We will use the tsne R package to perform t-SNE. Unlike PCA, t-SNE is a stochastic algorithm, so we need to set the seed to lock the random estimators for reproducibility.

# Load tSNE library
library(tsne)

# Run t-SNE
set.seed(1)
oils_tsne <- oils %>%
  dplyr::select(where(is.numeric)) %>%
  tidyr::drop_na() %>%
  scale() %>%
  tsne()

# Inspect results
str(oils_tsne)

##  num [1:96, 1:2] -19.27 -2.69 71.34 -22.25 76.38 ...

Now, let’s format the t-SNE results and add them to the original data.

# Format t-SNE results
oils_tsne <- oils_tsne %>%
  data.frame() %>%
  rename(
    tSNE1 = X1,
    tSNE2 = X2
  )

# Add t-SNE results to data
oils2 <- cbind(oils2, oils_tsne)

Uniform Manifold Approximation and Projection

UMAP is another nonlinear dimension-reduction algorithm that overcomes some of the limitations of t-SNE (McInnes et al. 2018). It works similarly to t-SNE in that it finds distances in a feature space with many variables and then tries to reproduce these distances in low-dimensional space. However, it differs in the way it measures distances.

UMAP assumes the data are distributed along an n-dimensional smooth geometric shape, called a manifold. For every point on this manifold, there exists a small neighborhood around that point that looks like a flat, two-dimensional plane. UMAP searches for a surface, or a space with many dimensions, along which the data is distributed. The distances between cases along the manifold can then be calculated, and a lower-dimensional representation of the data can be optimized iteratively to reproduce these distances. The UMAP algorithm is competitive with t-SNE for visualization quality, and preserves more of the global structure with superior run time performance. This means we can interpret two clusters of cases close to each other as being more similar to each other in higher dimensional space.

> _Dataset content_

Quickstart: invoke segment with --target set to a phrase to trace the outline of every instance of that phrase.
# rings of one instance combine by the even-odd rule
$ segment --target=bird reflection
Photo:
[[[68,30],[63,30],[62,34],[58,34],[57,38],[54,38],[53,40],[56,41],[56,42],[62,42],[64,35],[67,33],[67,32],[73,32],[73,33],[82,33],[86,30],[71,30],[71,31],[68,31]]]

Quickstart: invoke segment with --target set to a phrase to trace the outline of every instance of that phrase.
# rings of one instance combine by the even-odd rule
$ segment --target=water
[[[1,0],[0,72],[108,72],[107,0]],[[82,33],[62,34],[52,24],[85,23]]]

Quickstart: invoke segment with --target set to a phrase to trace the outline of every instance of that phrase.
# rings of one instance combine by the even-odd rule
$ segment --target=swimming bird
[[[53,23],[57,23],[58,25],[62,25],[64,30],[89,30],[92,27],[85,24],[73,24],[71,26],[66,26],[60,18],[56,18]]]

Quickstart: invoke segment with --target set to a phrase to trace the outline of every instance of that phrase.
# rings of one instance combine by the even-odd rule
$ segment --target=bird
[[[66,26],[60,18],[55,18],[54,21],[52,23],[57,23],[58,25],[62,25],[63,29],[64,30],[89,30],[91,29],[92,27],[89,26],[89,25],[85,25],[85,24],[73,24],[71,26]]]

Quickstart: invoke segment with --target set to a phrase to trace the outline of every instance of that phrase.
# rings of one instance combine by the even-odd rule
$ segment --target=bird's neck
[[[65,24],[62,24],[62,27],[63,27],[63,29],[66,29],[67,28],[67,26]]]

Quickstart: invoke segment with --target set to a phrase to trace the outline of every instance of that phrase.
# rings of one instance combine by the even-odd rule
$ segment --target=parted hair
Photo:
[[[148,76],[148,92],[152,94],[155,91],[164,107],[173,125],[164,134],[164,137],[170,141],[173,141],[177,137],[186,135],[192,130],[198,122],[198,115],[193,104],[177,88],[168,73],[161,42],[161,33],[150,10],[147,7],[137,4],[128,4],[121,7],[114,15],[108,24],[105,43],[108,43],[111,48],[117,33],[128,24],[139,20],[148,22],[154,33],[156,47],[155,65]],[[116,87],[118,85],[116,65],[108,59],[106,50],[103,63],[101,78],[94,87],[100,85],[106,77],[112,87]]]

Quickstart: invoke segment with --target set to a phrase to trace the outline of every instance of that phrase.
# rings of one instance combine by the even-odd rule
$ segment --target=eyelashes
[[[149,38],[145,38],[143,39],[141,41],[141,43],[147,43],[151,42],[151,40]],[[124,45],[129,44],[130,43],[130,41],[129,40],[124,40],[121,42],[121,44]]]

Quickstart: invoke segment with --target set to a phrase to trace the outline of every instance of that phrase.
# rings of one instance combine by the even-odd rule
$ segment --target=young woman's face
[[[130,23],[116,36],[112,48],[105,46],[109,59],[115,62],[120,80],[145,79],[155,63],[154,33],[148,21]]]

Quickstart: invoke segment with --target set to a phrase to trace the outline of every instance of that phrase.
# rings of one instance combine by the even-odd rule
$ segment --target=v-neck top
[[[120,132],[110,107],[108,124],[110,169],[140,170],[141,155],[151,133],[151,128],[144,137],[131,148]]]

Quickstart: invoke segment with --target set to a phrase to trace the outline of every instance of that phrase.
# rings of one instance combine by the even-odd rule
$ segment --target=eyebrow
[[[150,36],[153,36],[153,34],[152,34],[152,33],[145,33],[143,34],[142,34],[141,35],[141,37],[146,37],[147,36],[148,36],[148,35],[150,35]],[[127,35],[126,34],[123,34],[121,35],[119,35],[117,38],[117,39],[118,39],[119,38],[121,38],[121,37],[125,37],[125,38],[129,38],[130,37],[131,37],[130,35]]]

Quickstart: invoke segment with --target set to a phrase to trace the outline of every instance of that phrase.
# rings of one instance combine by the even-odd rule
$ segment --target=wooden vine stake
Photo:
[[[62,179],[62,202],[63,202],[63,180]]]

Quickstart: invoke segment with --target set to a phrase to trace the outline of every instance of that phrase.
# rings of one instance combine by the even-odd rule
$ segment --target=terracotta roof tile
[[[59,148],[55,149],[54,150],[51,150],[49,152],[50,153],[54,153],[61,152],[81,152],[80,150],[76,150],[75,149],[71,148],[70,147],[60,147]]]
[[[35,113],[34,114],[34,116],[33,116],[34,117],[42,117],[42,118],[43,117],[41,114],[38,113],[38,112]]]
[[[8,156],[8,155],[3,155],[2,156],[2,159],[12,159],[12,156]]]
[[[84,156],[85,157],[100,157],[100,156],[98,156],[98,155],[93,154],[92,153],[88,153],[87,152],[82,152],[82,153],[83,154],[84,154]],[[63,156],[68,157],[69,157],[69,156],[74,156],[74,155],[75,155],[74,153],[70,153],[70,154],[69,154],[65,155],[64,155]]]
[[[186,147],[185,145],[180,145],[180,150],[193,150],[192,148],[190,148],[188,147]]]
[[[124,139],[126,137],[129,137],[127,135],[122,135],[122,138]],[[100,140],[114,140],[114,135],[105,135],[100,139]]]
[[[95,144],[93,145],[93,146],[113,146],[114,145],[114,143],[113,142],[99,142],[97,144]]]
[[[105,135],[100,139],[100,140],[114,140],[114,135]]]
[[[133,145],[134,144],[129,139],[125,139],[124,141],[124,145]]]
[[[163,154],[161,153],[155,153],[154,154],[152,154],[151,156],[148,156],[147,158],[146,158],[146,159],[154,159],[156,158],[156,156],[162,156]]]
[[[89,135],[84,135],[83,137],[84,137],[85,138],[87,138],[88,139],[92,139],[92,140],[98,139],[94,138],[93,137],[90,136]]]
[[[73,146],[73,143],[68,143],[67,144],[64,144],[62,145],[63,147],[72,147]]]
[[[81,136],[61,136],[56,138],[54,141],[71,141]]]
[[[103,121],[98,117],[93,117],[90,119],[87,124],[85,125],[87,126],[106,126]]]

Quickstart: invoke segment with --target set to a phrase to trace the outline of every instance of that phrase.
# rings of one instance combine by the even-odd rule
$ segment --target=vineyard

> _The tasks_
1) In the t-SNE and UMAP tutorial, why is the seed set before t-SNE is run? Answer in one to three sentences.
2) Carry the t-SNE and UMAP tutorial forward from its final sentence.
The listing comes from a different source than the t-SNE and UMAP tutorial.

> _Answers for the exercise_
1) Unlike PCA, t-SNE is a stochastic algorithm. Setting the seed locks its random estimators so the results can be reproduced.

2)
We will use the umap R package to perform t-SNE.

# Load UMAP library
library(umap)

# Run UMAP
oils_umap <- oils %>%
  dplyr::select(where(is.numeric)) %>%
  tidyr::drop_na() %>%
  scale() %>%
  umap()

# Inspect results
str(oils_umap)

## List of 4
##  $ layout: num [1:96, 1:2] -1.88 -2.6 -2.86 -2.08 -3.13 ...
##  $ data  : num [1:96, 1:7] 0.253 0.79 0.944 0.368 1.212 ...
##   ..- attr(*, "dimnames")=List of 2
##   .. ..$ : NULL
##   .. ..$ : chr [1:7] "palmitic" "stearic" "oleic" "linoleic" ...
##   ..- attr(*, "scaled:center")= Named num [1:7] 9.04 4.2 36.73 46.49 2.27 ...
##   .. ..- attr(*, "names")= chr [1:7] "palmitic" "stearic" "oleic" "linoleic" ...
##   ..- attr(*, "scaled:scale")= Named num [1:7] 2.61 1.24 14.85 15.84 2.93 ...
##   .. ..- attr(*, "names")= chr [1:7] "palmitic" "stearic" "oleic" "linoleic" ...
##  $ knn   :List of 2
##   ..$ indexes  : int [1:96, 1:15] 1 2 3 4 5 6 7 8 9 10 ...
##   ..$ distances: num [1:96, 1:15] 0 0 0 0 0 0 0 0 0 0 ...
##   ..- attr(*, "class")= chr "umap.knn"
##  $ config:List of 24
##   ..$ n_neighbors         : int 15
##   ..$ n_components        : int 2
##   ..$ metric              : chr "euclidean"
##   ..$ n_epochs            : int 200
##   ..$ input               : chr "data"
##   ..$ init                : chr "spectral"
##   ..$ min_dist            : num 0.1
##   ..$ set_op_mix_ratio    : num 1
##   ..$ local_connectivity  : num 1
##   ..$ bandwidth           : num 1
##   ..$ alpha               : num 1
##   ..$ gamma               : num 1
##   ..$ negative_sample_rate: int 5
##   ..$ a                   : num 1.58
##   ..$ b                   : num 0.895
##   ..$ spread              : num 1
##   ..$ random_state        : int 249281135
##   ..$ transform_state     : int NA
##   ..$ knn                 : logi NA
##   ..$ knn_repeats         : num 1
##   ..$ verbose             : logi FALSE
##   ..$ umap_learn_args     : logi NA
##   ..$ method              : chr "naive"
##   ..$ metric.function     :function (m, origin, targets)  
##   ..- attr(*, "class")= chr "umap.config"
##  - attr(*, "class")= chr "umap"

Now, let’s format the UMAP results and add them to the original data.

# Format UMAP results
oils_umap <- oils_umap$layout %>%
  data.frame() %>%
  rename(
    UMAP1 = X1,
    UMAP2 = X2
  )

# Add UMAP results to data
oils2 <- cbind(oils2, oils_umap)

Visualize Results

Next, let’s plot the results of our three models to better understand the relationships in the data by seeing if the models have revealed any patterns.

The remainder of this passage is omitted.